Posted on 12/08/2006 7:17:52 AM PST by WhatsItAllAbout

The Inner Life of a Cell, an eight-minute animation created in NewTek LightWave 3D and Adobe After Effects for Harvard biology students, won’t draw the kind of box office crowds that more ferocious˜and furrier˜digital creations did last Christmas. But it will share a place along side them in SIGGRAPH's Electronic Theatre show, which will run for three days during the 33rd annual exhibition and conference in Boston next month. Created by XVIVO, a scientific animation company near Hartford, CT, the animation illustrates unseen molecular mechanisms and the ones they trigger, specifically how white blood cells sense and respond to their surroundings and external stimuli.

○ ○ ○ ○ ○

● Directions
1 - From the post about The Inner Life of a Cell, return the passage starting with "The Inner Life" and going on through "and external stimuli.".
2 - According to the post about The Inner Life of a Cell, what company made the animation, and where is it based?

○ ○ ○ ○ ○

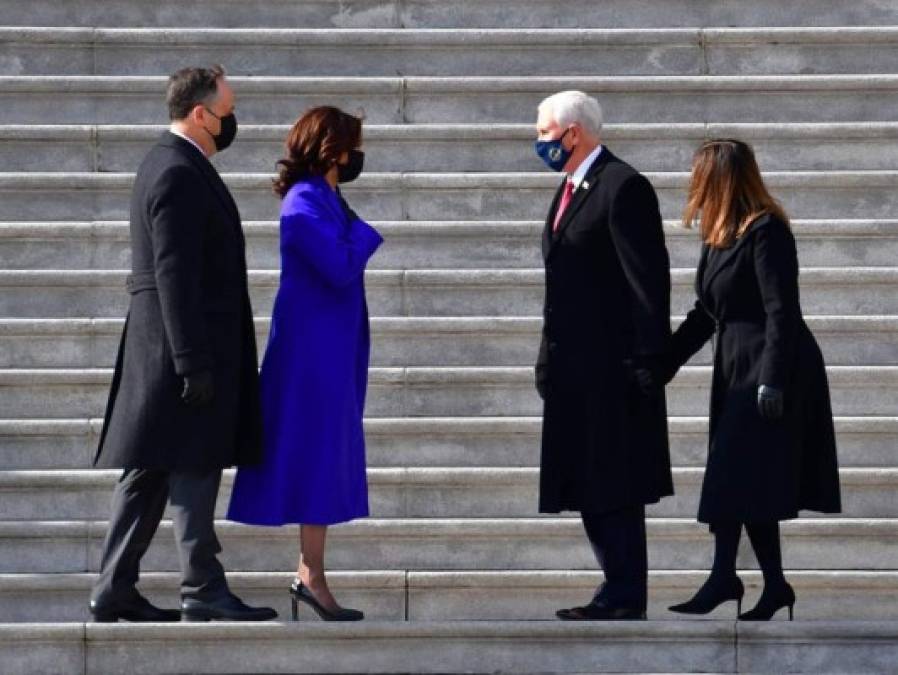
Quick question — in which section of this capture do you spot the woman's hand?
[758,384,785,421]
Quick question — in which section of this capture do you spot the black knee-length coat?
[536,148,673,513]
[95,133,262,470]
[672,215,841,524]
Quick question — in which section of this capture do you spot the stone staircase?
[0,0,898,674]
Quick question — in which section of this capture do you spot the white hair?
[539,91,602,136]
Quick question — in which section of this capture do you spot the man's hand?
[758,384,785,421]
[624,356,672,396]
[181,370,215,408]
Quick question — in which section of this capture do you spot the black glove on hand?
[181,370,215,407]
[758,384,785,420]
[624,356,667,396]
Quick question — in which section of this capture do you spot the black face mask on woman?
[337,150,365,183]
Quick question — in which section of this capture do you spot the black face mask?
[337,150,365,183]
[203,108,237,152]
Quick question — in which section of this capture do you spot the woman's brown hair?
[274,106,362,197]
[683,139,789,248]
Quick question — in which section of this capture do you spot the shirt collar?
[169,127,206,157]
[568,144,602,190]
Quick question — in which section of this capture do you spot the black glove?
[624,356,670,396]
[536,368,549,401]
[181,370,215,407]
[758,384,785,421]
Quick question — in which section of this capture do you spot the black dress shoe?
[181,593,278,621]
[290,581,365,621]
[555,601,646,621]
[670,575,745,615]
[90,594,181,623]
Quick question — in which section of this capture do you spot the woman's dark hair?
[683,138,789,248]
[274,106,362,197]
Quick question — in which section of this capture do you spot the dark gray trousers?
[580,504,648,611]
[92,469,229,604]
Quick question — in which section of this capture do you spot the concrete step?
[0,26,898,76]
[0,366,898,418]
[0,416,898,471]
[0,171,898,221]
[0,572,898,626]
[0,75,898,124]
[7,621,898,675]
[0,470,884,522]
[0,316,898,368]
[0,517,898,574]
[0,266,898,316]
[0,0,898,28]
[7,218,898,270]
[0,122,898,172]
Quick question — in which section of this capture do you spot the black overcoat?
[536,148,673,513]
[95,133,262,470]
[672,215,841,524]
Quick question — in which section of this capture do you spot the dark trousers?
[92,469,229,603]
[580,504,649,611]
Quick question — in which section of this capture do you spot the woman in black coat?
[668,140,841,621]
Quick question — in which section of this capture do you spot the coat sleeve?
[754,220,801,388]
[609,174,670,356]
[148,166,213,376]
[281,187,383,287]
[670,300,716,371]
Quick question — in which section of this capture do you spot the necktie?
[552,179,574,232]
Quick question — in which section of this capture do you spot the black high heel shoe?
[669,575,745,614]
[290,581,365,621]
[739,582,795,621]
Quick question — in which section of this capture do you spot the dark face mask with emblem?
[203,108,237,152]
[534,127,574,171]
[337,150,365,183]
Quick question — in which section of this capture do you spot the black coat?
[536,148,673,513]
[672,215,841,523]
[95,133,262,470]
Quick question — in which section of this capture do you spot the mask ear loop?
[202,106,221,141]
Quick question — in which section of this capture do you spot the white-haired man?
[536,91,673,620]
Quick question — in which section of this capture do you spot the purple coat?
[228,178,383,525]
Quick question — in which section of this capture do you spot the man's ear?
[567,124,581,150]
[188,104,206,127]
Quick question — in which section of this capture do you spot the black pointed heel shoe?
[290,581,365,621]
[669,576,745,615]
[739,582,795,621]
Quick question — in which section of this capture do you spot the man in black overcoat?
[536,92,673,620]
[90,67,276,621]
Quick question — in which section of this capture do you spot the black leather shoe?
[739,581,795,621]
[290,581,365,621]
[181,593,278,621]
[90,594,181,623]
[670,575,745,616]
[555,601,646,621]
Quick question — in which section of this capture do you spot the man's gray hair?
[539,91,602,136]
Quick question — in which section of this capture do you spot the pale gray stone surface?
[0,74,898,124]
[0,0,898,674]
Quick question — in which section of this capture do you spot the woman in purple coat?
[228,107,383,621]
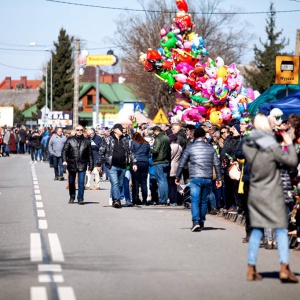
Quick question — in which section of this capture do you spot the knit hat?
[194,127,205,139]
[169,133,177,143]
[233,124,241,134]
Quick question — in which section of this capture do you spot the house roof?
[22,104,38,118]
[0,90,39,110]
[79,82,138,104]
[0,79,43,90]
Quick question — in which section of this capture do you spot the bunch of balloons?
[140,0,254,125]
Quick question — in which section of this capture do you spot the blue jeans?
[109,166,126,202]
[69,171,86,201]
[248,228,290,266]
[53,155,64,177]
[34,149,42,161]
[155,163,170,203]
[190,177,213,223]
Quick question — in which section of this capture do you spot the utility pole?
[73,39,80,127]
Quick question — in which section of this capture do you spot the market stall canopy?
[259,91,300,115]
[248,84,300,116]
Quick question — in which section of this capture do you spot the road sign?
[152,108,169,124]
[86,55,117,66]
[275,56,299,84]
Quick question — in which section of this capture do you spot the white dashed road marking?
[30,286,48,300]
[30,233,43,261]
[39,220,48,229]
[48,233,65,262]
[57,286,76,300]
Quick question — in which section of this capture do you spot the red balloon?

○ ○ ○ ○ ○

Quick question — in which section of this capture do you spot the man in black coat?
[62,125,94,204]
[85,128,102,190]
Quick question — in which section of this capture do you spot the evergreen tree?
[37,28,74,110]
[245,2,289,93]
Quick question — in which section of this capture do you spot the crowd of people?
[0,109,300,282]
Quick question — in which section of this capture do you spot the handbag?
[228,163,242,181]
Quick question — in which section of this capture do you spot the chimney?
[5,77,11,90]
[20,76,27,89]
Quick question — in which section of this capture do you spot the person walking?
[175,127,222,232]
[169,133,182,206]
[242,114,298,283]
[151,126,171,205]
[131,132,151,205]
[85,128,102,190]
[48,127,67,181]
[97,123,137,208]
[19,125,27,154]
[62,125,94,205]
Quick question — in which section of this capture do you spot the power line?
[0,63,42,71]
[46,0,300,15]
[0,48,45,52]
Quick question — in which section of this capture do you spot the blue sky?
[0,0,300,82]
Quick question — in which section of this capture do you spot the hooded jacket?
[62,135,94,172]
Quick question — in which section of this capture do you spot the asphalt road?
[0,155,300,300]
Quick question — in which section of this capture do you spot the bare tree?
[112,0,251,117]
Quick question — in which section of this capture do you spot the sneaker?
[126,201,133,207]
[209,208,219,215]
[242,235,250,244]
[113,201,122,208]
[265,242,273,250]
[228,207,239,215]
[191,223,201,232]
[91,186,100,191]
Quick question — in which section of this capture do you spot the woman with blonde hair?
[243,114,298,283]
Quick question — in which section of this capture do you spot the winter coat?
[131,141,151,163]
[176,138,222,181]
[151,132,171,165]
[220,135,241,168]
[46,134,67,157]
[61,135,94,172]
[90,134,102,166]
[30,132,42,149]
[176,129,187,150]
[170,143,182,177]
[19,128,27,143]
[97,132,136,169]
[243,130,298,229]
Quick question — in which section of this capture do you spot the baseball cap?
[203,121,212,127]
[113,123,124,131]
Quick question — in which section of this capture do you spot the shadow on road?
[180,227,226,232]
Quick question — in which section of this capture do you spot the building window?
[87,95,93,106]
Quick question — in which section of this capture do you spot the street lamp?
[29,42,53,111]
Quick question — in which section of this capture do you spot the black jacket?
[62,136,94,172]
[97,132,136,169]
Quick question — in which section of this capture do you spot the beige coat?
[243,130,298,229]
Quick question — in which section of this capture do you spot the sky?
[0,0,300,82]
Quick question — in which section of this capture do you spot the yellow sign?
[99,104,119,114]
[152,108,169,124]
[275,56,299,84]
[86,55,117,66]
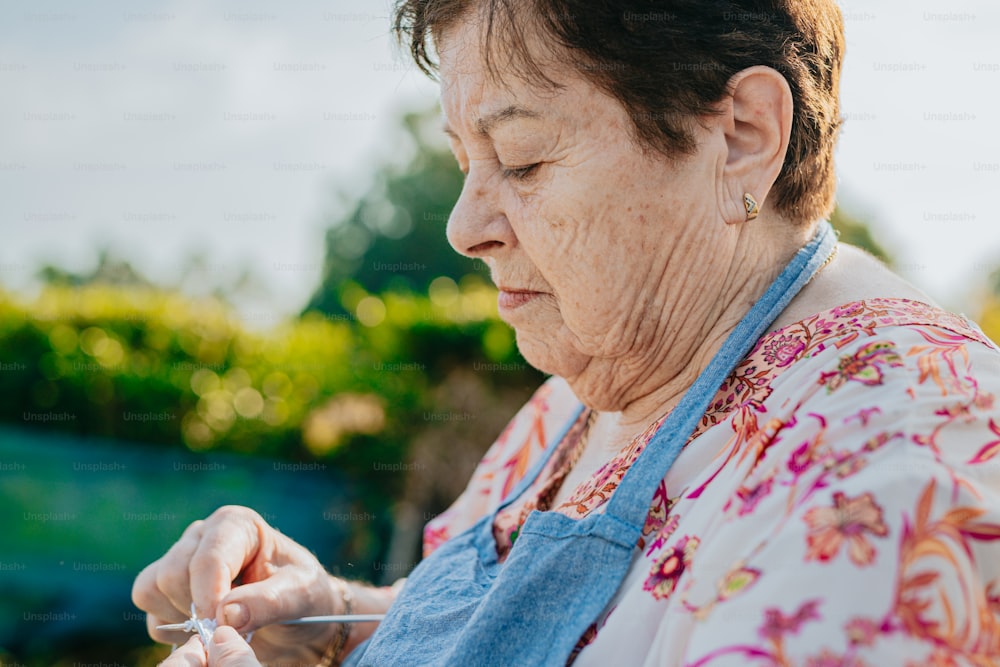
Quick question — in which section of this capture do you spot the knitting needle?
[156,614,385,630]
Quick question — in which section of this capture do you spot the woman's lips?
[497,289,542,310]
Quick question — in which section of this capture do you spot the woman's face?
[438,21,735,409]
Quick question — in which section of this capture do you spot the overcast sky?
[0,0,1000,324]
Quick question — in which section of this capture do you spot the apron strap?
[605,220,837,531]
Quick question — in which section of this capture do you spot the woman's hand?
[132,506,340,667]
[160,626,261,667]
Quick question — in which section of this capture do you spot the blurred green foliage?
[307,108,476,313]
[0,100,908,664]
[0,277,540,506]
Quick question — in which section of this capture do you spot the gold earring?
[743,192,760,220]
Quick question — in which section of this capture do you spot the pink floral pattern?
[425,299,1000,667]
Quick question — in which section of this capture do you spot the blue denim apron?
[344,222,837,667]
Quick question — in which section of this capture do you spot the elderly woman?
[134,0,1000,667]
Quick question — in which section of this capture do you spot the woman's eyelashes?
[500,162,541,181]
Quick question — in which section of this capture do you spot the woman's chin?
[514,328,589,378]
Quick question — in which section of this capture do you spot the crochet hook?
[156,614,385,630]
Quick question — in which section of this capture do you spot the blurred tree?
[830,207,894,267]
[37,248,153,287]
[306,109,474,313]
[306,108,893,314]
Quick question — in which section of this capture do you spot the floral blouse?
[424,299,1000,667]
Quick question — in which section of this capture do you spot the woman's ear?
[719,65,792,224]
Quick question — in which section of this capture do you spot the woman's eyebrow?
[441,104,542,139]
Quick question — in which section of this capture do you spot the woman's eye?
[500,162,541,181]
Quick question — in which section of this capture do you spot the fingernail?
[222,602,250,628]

○ ○ ○ ○ ○

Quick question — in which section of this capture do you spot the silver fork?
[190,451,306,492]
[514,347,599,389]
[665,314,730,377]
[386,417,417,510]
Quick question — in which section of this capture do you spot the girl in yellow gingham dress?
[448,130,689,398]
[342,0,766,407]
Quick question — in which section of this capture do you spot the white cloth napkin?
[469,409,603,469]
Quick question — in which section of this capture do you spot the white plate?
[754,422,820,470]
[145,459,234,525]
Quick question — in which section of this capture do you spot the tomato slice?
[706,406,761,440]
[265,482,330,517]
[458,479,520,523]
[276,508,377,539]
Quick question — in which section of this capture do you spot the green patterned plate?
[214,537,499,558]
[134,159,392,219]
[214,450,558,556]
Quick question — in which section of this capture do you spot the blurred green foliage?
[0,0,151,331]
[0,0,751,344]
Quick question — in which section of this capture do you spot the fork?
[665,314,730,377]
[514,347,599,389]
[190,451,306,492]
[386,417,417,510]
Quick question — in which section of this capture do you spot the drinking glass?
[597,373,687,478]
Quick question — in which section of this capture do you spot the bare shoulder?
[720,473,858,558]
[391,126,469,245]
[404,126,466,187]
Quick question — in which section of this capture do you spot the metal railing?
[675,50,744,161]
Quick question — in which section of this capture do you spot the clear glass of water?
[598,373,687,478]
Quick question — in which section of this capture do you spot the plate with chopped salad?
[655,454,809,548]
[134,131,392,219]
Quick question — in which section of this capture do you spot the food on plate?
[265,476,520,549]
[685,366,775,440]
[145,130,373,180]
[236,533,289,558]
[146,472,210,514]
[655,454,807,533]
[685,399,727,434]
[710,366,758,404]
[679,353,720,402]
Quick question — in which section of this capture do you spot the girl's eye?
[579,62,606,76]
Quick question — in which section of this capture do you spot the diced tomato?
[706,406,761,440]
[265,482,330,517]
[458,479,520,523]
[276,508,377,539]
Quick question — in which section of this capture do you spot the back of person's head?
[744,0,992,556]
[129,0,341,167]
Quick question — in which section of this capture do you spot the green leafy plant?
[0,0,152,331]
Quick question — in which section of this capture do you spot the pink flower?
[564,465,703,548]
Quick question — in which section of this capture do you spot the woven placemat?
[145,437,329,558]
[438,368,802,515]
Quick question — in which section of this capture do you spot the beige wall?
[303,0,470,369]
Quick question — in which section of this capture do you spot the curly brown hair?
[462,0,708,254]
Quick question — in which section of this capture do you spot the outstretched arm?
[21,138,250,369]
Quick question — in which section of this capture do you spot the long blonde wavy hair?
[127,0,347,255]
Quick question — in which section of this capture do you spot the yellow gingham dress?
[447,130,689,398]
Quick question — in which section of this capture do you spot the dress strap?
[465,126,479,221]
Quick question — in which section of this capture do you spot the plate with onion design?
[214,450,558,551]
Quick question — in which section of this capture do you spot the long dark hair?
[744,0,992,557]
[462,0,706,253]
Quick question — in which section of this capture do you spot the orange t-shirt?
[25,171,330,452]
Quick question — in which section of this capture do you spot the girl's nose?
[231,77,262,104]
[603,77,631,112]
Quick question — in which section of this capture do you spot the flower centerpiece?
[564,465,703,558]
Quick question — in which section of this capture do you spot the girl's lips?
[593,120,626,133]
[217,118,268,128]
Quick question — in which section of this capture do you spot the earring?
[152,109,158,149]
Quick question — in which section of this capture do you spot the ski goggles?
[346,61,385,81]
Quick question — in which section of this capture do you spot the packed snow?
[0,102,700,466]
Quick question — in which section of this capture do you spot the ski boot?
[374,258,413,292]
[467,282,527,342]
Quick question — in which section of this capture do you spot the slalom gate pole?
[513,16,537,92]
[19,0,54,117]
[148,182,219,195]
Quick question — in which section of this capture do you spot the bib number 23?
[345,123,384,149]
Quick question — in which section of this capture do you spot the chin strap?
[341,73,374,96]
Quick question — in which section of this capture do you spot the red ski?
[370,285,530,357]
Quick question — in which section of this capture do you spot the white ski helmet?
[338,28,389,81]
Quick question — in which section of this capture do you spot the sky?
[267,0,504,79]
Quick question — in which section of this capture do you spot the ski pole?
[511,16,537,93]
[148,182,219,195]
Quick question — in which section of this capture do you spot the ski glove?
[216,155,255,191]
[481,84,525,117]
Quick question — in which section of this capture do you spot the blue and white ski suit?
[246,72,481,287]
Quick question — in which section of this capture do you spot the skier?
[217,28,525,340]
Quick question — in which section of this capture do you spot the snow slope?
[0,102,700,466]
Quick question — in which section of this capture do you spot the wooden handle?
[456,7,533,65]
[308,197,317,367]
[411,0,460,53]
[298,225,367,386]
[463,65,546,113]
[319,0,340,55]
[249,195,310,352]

○ ○ ○ ○ ○

● Answers for the tasks
1 -
The Inner Life of a Cell, an eight-minute animation created in NewTek LightWave 3D and Adobe After Effects for Harvard biology students, won’t draw the kind of box office crowds that more ferocious˜and furrier˜digital creations did last Christmas. But it will share a place along side them in SIGGRAPH's Electronic Theatre show, which will run for three days during the 33rd annual exhibition and conference in Boston next month. Created by XVIVO, a scientific animation company near Hartford, CT, the animation illustrates unseen molecular mechanisms and the ones they trigger, specifically how white blood cells sense and respond to their surroundings and external stimuli.

2 - XVIVO, a scientific animation company near Hartford, CT.